• WRITTEN EXERCISE:
Using the forum post on sorting, answer briefly:
(a) According to Destruct1, what does a "fitness function" map an object or string to?
(b) In the example of sorting the same number twice, which card would the deck end up without?
(c) What list does gugamilare suggest maintaining?

• SOURCE EXCERPT:
· · · · · · ·

Post by gugamilare » Tue Feb 16, 2010 5:38 am

Destruct1 wrote:Good job :D
Thanks!
Destruct1 wrote:I am not sure if I remember correctly but I think there is another way which makes the sorting more comfortable.
Instead of passing a comparison lambda (lambda (x y) (which-is-greater-x-or-y)) there is a sorting algorythm that takes a "fitness
function" which maps any object/string to a numerical value and then sorts the list by their fitness integer.

Like this:
fitness function: (lambda (d) (return-a-numerical-value))
shuffle with fitness function: (mysterious-sort #'(lambda (d) (random)) cardlist)
The problem would be sorting the same number twice. For instance, the position sorted for the 2 of spades would be the same that the position for the ace of clubs, then the algorithm would replace the 2 of spades by the ace of clubs, leaving the deck with no 2 of spades.

You could maintain a list with all possible position and remove the random elements from it:

Code: Select all

(defun misterious-sort (pos-function vector)

· · · · · · ·

• GIVEN MATERIAL:
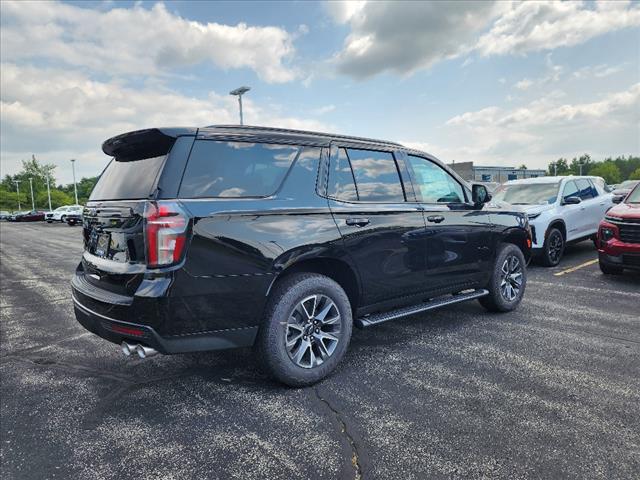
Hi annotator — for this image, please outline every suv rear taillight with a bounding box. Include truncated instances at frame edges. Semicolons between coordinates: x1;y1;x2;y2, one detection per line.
144;202;189;267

· · · · · · ·

• RESULT:
(a) A numerical value.
(b) The 2 of spades.
(c) A list with all possible positions, with random elements removed from it.